PROBLEM DESCRIPTION: Update the listing by changing every "tiled wall" to "brick wall", and leave everything else as it is.

Outline annotation listing:

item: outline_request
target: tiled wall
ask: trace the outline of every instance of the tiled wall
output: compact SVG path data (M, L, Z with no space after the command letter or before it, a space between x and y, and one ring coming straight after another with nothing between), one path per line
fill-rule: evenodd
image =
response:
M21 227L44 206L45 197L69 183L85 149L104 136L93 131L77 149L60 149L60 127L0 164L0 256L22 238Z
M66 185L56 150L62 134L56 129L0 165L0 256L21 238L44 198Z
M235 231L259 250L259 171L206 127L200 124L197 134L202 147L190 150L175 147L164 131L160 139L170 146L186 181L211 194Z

THE ANSWER:
item: outline_request
target: brick wall
ask: trace the outline of every instance of the brick wall
output: compact SVG path data (M, L, Z with no space after the command letter or before it, a space between x and y, and one ring coming straight after another with nothing between), one path per line
fill-rule: evenodd
image =
response:
M21 227L44 206L45 197L69 183L85 149L104 136L93 131L77 149L60 149L60 127L0 164L0 256L22 238Z
M66 185L56 150L62 134L56 129L0 165L0 256L21 238L44 198Z
M235 231L259 250L259 171L206 127L200 124L197 134L202 147L190 150L175 147L164 131L160 139L170 146L186 181L211 194Z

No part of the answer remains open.